Quien formara parte del círculo cercano de Gombrowicz, Jorge Di Paola, adquirió un aura legendaria en la ciudad y en el país, aunque tal vez sea más mentado que leído. Circula una leyenda a su alrededor: el escritor explicaba que Tandil significaba, en lengua indígena, “rajen de acá”, que es lo que han hecho quienes sintieron que la ciudad les quedaba chica para sus propósitos literarios. También, en un arrebato punk, se postuló a intendente de la ciudad, porque, según él, sólo un mago podía gobernar este poblado. Todos los años, en honor a su carrera, se realiza aquí la feria independiente del libro Minga, que toma su nombre de una de sus novelas.

Jorge Di Paola
Jorge Di Paola

Daniel Divinsky, socio fundador de ediciones De la Flor, recuerda para Infobae Cultura sus experiencias con Di Paola: “Suena el teléfono en la oficina de Ediciones de la Flor. La recepcionista anuncia: ‘Daniel, lo llama Di Paola’. Atiendo y me saluda su voz de resaca. ‘Hola Daniel, estoy en Buenos Aires’. ‘¿Dónde estás?’. ‘Acabo de despertarme y no sé, espérate que me fije en la característica del teléfono…es 34, debo estar en el Centro’”.

“La anécdota”, observa Divinsky, es “similar a otras muchas, pinta en cuerpo y alma a uno de los escritores más originales que dio la Argentina en el siglo XX. Lo conocí de muy pichón en La Plata, en casa de una prima mía y su marido ingeniero y escritor, que convocaban a periódicas tertulias variopintas. Al poco tiempo me presentó el original de La virginidad es un tigre de papel, el primer libro que le publicamos. Cuentos de temática muy variada, sin influencias de estilo detectables, que tuvo una buena repercusión crítica”.

Daniel Divinsky (Télam)
Daniel Divinsky (Télam)

Continúa Divinsky: “Jorge ejercía por entonces el periodismo, y se constituía con frecuencia en el terror de sus jefes de redacción, a quienes compensaba sus disgustos con notas originales muy bien escritas. Devino mi amigo, relación afectuosa que se prolongó a su compañera Ana María y se compuso de recíprocas invitaciones a nuestras casas, especialmente cuando él pareció aplacarse al nacer su hija y quedó instalado en el departamento que tuvieron en la calle Constitución, en Buenos Aires. Tiempo después me entregó Minga, una novela impecable, que hizo que se lo empezara a considerar en el mundillo literario. La rescató Ricardo Piglia para su Serie del Recienvenido que dirigió en Fondo de Cultura Económica y la prologó: ‘una novela romántica, la novela del amor inconstante, una elegía al canto seductor de las sirenas y un relato sobre la fascinación de las mujeres. El que intercede en esos idilios, el tercero en esta trama de equívocos y pasiones rápidas, es el que narra la historia, que está siempre presente aunque es invisible’. Lo que pudo ser una creciente carrera literaria se tronchó por su inconstancia, su propensión a cierto hippismo anacrónico, su ingesta alcohólica. Separado de la madre de su hija, se refugió en su Tandil natal, donde sobrevivía por los ingresos de su madre que, si no recuerdo mal, los obtenía leyendo las cartas y con actividades similares”.
········
• [CONSIGNA]
Prolonga el texto sobre Jorge Di Paola a partir de su última oración.

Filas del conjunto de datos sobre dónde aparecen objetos
········
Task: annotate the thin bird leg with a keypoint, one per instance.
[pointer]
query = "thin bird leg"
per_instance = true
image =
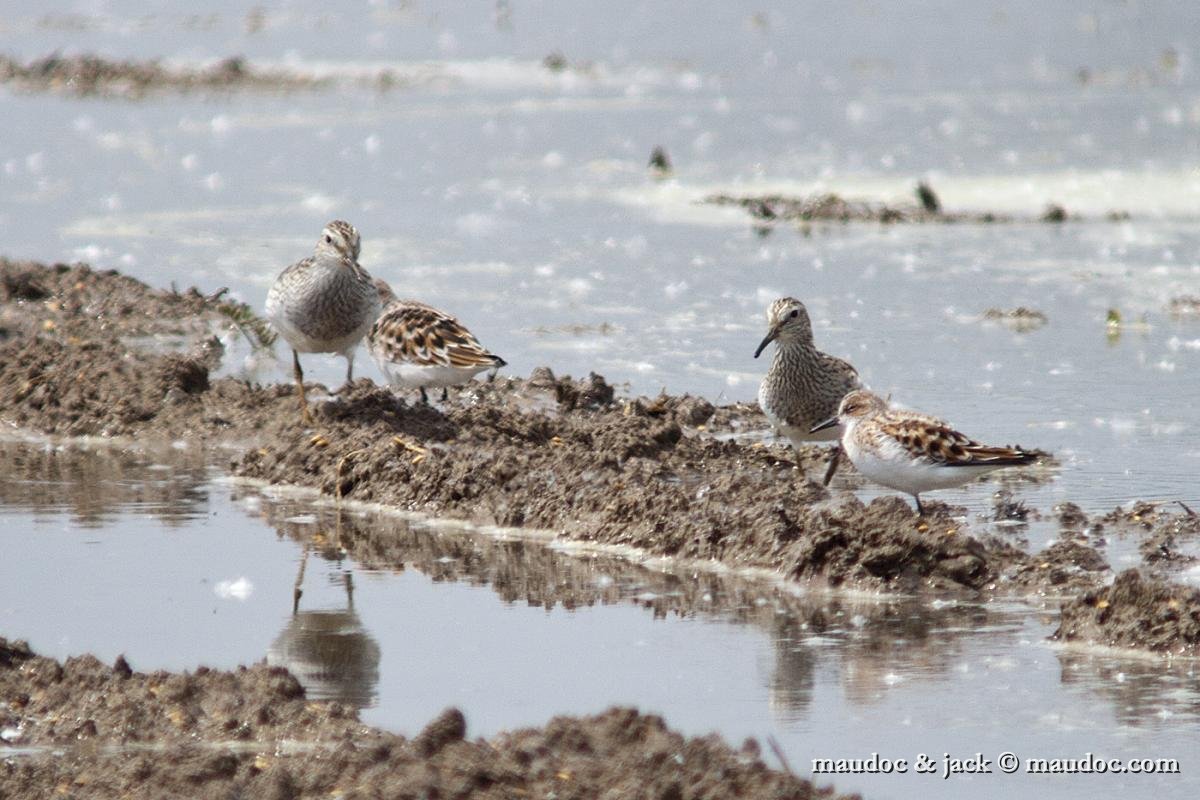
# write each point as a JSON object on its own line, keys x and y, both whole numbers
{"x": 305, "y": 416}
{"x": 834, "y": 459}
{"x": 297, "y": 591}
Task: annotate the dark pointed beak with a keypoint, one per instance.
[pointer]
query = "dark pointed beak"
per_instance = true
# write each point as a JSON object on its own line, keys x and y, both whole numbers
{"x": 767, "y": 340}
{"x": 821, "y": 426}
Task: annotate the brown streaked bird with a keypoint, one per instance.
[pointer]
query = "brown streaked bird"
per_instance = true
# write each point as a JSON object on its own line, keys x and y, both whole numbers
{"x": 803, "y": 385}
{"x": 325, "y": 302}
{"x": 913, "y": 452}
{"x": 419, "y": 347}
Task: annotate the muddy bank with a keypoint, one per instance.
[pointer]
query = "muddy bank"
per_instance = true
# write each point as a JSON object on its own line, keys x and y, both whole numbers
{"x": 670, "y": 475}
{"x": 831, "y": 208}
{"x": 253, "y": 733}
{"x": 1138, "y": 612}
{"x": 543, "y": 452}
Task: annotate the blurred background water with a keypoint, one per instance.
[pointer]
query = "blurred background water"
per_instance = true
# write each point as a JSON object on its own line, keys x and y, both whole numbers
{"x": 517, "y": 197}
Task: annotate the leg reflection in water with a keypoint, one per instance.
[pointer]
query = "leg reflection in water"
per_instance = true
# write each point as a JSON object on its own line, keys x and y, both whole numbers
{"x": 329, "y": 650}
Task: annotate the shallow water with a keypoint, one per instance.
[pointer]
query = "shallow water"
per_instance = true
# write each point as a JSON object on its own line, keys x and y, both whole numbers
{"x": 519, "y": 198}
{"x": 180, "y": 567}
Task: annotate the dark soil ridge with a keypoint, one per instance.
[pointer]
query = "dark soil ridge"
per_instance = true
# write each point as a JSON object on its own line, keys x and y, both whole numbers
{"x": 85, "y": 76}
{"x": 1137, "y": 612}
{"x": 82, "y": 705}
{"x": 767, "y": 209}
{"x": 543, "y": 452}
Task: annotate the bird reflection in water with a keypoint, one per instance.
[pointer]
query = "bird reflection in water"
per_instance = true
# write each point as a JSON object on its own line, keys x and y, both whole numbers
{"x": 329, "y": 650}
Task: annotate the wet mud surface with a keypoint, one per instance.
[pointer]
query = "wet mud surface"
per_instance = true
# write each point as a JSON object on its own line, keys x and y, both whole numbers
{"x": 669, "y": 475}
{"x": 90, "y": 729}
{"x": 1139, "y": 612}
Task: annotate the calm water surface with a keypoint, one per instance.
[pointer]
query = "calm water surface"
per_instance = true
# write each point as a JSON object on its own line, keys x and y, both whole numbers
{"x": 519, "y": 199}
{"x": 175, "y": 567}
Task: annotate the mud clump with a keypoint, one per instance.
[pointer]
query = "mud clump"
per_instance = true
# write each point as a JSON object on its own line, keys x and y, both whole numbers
········
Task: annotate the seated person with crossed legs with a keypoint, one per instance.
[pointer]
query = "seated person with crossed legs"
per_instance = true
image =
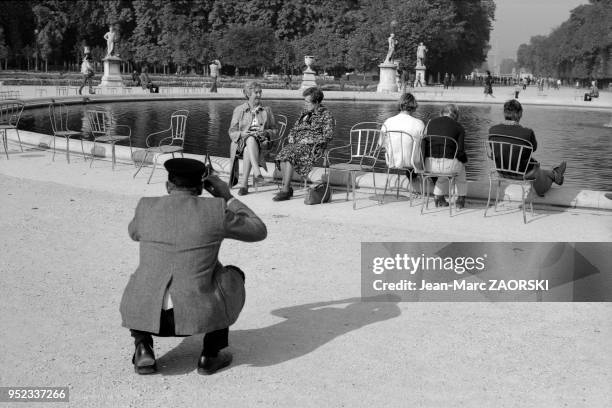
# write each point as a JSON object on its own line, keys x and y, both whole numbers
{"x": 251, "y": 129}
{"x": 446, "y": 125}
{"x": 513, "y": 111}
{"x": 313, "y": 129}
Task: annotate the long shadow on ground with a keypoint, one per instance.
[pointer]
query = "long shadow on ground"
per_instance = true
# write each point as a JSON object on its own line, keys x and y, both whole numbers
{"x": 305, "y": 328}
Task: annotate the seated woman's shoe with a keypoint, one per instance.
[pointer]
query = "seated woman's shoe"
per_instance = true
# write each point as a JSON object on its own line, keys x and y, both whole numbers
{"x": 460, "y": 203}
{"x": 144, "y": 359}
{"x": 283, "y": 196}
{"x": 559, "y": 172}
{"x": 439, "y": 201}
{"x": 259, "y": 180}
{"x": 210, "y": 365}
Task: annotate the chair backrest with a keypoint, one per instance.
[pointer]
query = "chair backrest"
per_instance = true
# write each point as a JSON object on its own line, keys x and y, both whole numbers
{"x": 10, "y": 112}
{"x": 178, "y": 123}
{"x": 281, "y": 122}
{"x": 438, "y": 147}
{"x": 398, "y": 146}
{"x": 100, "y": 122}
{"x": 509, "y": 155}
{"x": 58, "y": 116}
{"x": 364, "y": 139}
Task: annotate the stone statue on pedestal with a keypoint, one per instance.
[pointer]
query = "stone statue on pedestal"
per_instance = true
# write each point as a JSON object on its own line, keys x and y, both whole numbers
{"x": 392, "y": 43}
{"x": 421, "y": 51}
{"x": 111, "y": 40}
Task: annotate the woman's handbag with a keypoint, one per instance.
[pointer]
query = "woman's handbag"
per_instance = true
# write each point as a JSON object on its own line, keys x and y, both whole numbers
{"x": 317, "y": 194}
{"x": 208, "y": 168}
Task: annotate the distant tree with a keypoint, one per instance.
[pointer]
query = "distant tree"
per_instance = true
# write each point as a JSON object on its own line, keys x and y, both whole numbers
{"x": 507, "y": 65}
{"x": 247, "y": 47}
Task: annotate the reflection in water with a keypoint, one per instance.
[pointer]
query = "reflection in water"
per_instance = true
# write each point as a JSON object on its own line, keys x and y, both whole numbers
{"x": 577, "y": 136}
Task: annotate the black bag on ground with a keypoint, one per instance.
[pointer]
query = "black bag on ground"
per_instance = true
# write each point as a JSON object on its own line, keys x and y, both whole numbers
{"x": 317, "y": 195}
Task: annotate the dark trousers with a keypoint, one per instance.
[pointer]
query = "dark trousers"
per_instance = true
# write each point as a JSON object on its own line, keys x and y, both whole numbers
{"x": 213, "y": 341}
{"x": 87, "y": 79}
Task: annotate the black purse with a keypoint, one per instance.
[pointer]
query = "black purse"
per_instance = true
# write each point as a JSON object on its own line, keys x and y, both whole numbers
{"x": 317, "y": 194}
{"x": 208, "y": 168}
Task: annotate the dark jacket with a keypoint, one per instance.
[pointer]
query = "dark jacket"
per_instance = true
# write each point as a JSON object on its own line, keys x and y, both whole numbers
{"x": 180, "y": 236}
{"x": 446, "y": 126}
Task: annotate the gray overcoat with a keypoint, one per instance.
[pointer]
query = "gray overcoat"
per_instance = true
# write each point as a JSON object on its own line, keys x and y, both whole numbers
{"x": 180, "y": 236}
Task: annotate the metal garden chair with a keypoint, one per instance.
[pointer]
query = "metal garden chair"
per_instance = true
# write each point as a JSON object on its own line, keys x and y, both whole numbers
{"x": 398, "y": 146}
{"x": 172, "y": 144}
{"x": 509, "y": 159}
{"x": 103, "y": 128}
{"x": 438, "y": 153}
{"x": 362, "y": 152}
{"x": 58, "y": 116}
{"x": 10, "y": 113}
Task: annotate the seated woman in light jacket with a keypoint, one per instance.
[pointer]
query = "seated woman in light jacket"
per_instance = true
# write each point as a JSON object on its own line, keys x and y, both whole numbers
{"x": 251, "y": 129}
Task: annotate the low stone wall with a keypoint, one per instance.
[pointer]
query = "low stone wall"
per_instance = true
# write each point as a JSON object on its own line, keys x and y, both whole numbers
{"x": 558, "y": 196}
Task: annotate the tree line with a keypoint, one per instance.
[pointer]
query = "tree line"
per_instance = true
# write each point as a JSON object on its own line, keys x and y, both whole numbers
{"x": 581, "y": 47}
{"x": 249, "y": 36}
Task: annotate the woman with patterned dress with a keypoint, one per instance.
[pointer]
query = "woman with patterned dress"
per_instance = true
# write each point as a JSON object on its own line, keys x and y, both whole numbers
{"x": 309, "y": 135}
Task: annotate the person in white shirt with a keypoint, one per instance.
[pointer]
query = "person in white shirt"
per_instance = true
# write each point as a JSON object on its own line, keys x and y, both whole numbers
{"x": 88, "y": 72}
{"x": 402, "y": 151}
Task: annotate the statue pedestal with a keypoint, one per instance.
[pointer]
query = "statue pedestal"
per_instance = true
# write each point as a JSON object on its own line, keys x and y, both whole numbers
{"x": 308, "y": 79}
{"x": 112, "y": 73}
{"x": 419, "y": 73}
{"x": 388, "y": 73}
········
• [RESPUESTA]
Concluye el editor y conductor radial: “su presencia leve y calma (era como un gnomo delgadito y silencioso) no daba la imagen del escritor maldito que fue. Dieciséis años después de su muerte temprana, sigue siendo un fantasma que recorre la literatura argentina”, hoy reivindicado por autores como Sergio Bizzio, quien lo acompañó en sus últimos años.

Néstor Tirri y los locos que querían levantar la Piedra Movediza

Néstor Tirri
Néstor Tirri

En los primeros años del siglo XX, el ícono fundamental para Tandil, la Piedra Movediza, era el máximo sitio de atracción para curiosos que posaban en la base o la cima, le ponían botellas para ver cómo las rompía el movimiento de la piedra o se trepaban a la cumbre para hacer equilibrismo. Circulan versiones semilegendarias de cómo los canteristas de la zona—de raigambre anarquista— la derribaron por bronca hacia los pitucos que la visitaban mientras ellos trabajaban a destajo, pero son sólo versiones. En 2007, con la presencia de Néstor Kirchner, se levantó una réplica espantosa de resina plástica que, si uno la raspa, se le adherirá a los dedos el color gris que le dieron. Al respecto, existe, o existía, un grafiti muy apropiado: “la piedra movediza no es piedra ni es movediza”.

Fui testigo de cómo en los años ochenta hubo varios proyectos para volverla a emplazar en el cerro que la acunó por milenios. Mi padre fue el autor de uno de ellos: su idea era volver a ensamblar la piedra original, devastada por la caída, y añadirle un motor dentro para que oscile lentamente, imitando el movimiento que la hizo famosa. Como otras tantas ideas debe haber sido cajoneada en algún despacho municipal.

Visitantes posan junto a la
Visitantes posan junto a la Piedra Movediza

Tirri, crítico en Clarín por años y autor de un excelente libro sobre cine, El transeúnte inmóvil, en su novela La piedra madre (editada por Galerna en 1985 y reeditada en 2007, en ocasión del reemplazamiento), cuenta la historia de un grupo de vecinos que pretendía reunir los trozos de la piedra, pegarlos y hacer que vuelva a tener “aquel vaivén que había despertado la admiración de todo el mundo”. La gloria pétrea de la ciudad yace en pedazos desde 1912, también año del hundimiento del Titanic. Tandil, como estos Sísifos de la novela, acarrea con una altiva carga: Martín Rodríguez, en una carta dirigida a Bernardino Rivadavia, proyectó un destino de grandeza para el poblado; aquí se desarrollarían el comercio y la industria en gran medida. Desde entonces, los planes de los tandilenses están signados por la desmesura: somos los texanos de la provincia de Buenos Aires.

Bien pueden servir estos párrafos para esbozar una historia literaria del Tandil, que todavía se sigue escribiendo.